> [EXERCISE INSTRUCTIONS]:
Continue the passage on foster care in China, picking up after its final sentence.

=== STUDY TEXT ===

In the United States, May is National Foster Care month. I thought this would be a good opportunity to discuss foster care in China. Many adoptive parents are interested in adopting a child who resides in a foster family rather than an orphanage because of the perception that children from foster homes will have fewer attachment issues than those from institutions. Children who have been in foster families will have been exposed to family life, and since they have formed a secure attachment to their foster families, they should theoretically be able to transfer those attachments to their adoptive parents.
Holt International claims credit for introducing foster care programs to China, and today many of the better known foster care programs are still part of foreign charities. Holt still sponsors foster care in at least ten cities, and their programs are not limited to children who will be placed by their own agency. Holt is not the only adoption agency which sponsors foster care, nor is foster care sponsorship limited to adoption agencies. Many OneSky (formerly Half the Sky) affiliated orphanages include foster care as part of their programs. One of my sons experienced foster care through his Half the Sky orphanage. His daily care followed the typical schedule mentioned in this article. He spent several hours a day at the orphanage, but came home to his foster family for lunch and nap, returning again in the evening for the rest of the night. Love Without Boundaries is another charity which has made foster care an integral part of their program.

=== DATA EXCERPT ===

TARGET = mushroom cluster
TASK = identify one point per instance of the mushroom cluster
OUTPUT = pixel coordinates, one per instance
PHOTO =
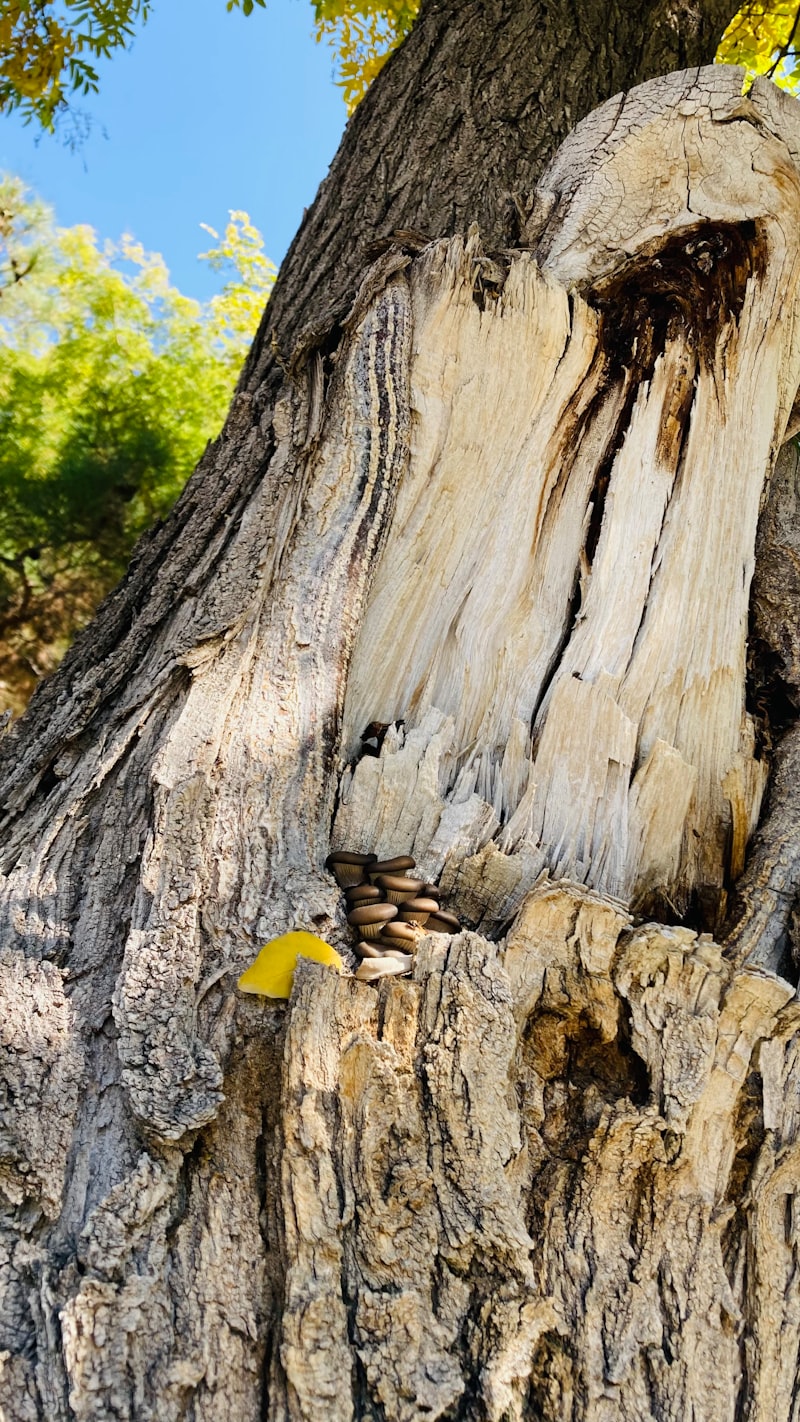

===

> [RESULT OF THIS TASK]:
Foster care is certainly less common than full time institutional care at an orphanage. Just as Chinese orphanages are all independently run, it can be difficult to generalize about how foster care is run in China. In some areas, foster care is very common while in others it is not used at all. In areas with foster care, some orphanage directors send the healthiest children to live with the foster families while in others, it is the children who have greater medical needs who live with foster families because they are felt to benefit the most from the increased attention. Foster care sometimes involves living with a family in an apartment actually on site in the orphanage grounds but in other areas the foster families live far from the orphanage and the children might only be seen once a year at the orphanage which has guardianship for the child. Foster parents are typically older couples who have already raised a child or children but do not yet have grandchildren. Love Without Boundaries has a blog post explaining why most foster families in China do not adopt.
Is it better to adopt a child from foster care than from an orphanage?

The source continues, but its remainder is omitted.